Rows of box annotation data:
++++
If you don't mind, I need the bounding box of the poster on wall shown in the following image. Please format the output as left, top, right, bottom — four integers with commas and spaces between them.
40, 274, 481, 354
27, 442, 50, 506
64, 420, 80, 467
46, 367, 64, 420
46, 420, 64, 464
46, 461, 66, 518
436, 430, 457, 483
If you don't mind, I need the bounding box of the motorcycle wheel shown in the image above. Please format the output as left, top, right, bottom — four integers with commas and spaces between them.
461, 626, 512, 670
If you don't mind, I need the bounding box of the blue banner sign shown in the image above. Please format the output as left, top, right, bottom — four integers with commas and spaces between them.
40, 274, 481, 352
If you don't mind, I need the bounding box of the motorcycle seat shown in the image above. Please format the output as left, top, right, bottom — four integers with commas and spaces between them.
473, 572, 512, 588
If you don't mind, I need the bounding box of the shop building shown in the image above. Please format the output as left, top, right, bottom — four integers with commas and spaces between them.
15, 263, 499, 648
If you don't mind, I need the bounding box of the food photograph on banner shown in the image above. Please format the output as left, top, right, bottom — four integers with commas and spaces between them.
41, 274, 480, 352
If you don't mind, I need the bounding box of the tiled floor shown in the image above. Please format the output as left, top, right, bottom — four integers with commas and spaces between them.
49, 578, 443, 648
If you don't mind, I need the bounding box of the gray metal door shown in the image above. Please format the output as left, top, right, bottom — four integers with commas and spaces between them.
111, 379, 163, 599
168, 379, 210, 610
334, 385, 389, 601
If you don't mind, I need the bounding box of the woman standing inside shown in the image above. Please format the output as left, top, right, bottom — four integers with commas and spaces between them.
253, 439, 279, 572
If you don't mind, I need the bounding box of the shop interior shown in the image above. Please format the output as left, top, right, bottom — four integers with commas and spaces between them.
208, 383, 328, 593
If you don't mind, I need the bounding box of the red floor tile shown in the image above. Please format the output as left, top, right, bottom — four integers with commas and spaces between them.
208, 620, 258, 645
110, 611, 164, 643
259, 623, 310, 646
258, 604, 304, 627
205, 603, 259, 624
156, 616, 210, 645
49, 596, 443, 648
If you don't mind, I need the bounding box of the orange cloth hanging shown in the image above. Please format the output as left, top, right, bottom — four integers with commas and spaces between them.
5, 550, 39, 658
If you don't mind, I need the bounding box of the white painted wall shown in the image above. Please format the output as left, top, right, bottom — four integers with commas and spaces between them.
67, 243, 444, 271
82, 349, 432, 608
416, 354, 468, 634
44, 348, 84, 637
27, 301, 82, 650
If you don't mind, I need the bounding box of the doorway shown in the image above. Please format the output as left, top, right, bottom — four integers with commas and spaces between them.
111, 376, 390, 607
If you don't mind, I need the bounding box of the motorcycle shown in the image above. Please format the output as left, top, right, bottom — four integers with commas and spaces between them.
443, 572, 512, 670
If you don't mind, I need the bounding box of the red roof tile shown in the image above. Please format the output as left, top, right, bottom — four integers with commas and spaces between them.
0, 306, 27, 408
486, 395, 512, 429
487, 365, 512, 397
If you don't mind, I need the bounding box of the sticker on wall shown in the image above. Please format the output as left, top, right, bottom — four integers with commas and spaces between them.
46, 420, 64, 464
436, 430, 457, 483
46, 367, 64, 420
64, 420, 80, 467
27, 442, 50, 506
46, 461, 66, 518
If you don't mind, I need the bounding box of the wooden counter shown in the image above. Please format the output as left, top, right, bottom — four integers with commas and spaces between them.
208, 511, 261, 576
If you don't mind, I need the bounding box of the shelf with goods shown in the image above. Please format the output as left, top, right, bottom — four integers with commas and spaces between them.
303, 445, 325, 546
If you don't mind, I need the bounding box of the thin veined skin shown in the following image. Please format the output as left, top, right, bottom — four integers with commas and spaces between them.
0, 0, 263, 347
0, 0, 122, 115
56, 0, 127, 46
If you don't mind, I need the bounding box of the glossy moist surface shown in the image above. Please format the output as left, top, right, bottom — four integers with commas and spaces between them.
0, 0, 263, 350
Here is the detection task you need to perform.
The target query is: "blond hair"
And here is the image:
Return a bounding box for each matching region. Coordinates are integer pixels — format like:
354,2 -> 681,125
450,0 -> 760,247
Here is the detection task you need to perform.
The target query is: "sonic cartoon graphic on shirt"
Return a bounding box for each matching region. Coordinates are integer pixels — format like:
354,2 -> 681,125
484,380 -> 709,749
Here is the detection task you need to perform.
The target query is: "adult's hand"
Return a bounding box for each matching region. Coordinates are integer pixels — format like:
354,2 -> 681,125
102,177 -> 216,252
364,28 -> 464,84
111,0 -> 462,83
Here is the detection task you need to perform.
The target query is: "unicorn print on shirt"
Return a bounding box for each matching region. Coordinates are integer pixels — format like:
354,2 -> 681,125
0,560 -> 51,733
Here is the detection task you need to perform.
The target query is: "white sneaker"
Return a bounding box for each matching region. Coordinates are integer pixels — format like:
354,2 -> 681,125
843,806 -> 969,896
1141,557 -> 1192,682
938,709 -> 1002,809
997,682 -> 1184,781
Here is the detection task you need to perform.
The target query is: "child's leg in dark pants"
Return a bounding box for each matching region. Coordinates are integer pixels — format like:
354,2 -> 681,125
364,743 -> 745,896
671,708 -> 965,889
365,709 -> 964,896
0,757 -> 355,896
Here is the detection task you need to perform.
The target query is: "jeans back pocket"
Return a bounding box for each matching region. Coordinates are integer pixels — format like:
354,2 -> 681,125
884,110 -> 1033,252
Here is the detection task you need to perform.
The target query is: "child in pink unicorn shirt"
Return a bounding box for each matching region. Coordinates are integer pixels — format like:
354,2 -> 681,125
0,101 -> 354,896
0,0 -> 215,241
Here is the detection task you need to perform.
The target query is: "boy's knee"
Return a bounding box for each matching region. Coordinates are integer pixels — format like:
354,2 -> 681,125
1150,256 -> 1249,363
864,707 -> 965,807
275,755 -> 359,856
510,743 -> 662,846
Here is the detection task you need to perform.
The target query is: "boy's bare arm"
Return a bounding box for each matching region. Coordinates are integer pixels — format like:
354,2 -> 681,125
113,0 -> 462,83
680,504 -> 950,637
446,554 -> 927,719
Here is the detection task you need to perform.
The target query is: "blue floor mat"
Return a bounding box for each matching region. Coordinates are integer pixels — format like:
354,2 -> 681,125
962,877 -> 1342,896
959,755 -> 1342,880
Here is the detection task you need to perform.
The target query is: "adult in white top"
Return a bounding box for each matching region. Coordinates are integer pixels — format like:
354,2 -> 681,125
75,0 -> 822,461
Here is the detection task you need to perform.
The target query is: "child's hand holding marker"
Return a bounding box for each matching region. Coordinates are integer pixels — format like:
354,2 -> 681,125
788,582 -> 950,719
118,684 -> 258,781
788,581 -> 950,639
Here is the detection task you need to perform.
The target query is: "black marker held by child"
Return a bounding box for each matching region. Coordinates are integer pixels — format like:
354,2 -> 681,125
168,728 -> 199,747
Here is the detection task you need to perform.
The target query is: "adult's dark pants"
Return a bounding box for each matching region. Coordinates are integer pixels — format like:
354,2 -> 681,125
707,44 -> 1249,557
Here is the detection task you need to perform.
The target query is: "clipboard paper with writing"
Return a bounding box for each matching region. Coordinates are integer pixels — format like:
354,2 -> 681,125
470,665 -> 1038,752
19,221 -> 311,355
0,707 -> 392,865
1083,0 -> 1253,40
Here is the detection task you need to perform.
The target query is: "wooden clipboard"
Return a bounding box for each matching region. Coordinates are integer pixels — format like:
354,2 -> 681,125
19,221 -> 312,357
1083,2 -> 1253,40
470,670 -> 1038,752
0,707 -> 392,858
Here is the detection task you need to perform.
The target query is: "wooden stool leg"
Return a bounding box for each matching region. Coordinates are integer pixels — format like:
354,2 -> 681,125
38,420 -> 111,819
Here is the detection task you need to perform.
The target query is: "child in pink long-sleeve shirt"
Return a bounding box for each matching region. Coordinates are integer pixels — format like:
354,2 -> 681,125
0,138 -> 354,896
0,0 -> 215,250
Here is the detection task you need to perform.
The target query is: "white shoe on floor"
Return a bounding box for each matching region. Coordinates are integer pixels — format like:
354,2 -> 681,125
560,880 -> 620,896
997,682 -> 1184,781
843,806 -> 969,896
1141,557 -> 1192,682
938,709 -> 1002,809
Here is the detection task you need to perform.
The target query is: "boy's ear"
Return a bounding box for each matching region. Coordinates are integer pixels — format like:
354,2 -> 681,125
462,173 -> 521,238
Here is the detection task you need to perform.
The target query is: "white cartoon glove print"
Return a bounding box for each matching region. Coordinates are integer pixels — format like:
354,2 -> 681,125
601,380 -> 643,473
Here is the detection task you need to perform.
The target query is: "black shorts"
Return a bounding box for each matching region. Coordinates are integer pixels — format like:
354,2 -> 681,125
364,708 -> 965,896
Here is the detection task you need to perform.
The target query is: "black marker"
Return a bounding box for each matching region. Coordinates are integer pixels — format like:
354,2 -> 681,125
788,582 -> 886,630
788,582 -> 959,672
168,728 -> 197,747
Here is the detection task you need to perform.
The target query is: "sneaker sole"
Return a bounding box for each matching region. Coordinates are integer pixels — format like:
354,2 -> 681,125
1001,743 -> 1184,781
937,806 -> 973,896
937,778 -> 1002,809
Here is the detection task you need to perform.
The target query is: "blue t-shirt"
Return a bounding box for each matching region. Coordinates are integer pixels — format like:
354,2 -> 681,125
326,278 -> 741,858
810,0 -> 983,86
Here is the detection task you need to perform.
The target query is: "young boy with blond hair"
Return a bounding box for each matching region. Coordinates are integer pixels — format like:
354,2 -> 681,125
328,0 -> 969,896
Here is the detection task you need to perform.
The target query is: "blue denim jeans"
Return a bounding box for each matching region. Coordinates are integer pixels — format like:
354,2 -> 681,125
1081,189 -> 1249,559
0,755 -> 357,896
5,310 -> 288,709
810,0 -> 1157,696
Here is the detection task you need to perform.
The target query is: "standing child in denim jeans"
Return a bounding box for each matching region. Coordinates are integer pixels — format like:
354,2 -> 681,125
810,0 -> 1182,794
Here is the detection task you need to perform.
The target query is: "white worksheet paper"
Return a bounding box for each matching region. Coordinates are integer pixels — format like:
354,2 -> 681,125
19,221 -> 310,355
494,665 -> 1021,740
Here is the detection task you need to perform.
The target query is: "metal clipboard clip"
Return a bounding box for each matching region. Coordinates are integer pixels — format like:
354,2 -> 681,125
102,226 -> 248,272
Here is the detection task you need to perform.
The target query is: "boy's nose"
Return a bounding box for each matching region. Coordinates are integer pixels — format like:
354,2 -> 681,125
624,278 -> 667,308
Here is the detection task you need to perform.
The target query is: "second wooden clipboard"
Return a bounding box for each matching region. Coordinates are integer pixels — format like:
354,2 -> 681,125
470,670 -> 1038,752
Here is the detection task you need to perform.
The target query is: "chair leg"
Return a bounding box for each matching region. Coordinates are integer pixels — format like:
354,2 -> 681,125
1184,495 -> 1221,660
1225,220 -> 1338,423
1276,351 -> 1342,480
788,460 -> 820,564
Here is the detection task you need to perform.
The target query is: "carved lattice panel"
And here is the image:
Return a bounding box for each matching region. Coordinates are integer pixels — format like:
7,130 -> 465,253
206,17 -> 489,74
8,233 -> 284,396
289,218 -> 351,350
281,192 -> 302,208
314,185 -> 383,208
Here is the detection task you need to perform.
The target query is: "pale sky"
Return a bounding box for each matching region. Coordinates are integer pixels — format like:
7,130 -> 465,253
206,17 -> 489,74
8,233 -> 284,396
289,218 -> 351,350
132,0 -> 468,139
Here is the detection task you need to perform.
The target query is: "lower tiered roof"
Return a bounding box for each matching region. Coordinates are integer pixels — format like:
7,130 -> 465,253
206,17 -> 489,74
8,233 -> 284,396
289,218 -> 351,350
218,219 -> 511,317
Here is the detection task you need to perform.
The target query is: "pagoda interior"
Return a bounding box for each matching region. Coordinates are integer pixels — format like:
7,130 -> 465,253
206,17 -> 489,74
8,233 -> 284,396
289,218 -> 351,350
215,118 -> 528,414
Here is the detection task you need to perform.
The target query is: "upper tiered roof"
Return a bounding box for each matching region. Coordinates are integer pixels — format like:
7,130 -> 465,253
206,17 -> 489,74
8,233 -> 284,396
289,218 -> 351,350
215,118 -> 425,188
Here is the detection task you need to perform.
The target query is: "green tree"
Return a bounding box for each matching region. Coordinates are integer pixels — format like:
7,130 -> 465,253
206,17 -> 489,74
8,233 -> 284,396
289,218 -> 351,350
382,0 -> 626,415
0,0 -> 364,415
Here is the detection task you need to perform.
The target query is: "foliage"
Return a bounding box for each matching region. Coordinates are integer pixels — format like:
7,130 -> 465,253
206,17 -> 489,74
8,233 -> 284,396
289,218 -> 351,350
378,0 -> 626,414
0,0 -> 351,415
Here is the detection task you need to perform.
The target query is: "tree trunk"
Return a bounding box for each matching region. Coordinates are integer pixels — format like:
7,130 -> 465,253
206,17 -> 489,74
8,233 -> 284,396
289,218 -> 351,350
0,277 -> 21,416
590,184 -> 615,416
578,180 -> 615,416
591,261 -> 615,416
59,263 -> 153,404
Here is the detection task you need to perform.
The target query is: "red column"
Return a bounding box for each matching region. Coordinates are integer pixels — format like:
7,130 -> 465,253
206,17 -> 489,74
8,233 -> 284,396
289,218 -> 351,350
++++
YOUR TASK: Identify every line above that contains the word "blond", and copy each one in full. Matching is case-sensitive.

EXERCISE OUTPUT:
The target query is: "blond hair"
The target query is: "young boy with blond hair"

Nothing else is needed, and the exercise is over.